:: Excerpts from a detection dataset ::
— START —
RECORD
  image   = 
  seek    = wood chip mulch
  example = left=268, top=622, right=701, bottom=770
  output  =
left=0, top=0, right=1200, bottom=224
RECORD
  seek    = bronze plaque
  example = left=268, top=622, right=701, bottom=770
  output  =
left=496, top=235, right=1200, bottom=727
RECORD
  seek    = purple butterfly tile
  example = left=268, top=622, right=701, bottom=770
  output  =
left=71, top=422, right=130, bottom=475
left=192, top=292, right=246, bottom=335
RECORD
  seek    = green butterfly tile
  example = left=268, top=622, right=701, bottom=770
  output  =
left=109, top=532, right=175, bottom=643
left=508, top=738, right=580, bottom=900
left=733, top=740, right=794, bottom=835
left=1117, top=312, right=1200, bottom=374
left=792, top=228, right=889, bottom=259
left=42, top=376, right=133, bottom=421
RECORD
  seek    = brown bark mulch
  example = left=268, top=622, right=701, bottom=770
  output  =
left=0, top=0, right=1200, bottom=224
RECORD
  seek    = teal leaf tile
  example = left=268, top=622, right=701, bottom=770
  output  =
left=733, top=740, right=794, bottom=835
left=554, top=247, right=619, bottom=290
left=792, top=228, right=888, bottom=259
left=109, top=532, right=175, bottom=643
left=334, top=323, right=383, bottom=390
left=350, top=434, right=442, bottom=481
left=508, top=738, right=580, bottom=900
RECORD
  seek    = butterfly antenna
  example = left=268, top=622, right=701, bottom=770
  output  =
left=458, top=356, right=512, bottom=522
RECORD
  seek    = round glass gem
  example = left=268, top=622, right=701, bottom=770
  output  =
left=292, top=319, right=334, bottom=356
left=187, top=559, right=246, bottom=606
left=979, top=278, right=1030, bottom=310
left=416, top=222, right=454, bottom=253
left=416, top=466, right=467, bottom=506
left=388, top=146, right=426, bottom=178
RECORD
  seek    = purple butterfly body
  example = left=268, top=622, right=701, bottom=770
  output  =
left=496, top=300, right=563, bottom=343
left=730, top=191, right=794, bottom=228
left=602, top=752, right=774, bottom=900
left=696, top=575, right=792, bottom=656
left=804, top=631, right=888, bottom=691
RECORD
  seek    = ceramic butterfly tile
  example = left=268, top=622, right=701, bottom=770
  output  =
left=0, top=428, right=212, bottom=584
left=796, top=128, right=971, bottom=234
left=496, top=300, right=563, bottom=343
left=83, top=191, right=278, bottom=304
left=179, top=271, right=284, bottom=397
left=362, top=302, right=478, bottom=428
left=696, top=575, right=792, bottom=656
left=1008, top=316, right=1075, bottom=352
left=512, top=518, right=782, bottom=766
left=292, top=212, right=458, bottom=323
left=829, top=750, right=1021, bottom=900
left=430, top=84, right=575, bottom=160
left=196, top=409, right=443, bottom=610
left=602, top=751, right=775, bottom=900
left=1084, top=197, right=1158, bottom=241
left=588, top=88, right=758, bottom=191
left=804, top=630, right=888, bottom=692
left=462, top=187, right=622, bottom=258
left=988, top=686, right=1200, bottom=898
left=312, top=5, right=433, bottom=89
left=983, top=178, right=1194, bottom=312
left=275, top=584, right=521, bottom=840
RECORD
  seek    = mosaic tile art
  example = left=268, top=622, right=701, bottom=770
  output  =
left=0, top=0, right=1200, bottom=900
— END —
:: Work to complete ::
Pull out each line of the entries above that contains the word "mulch". Case matters.

:: Response below ::
  seek    = wood chip mulch
  seek    = brown bark mulch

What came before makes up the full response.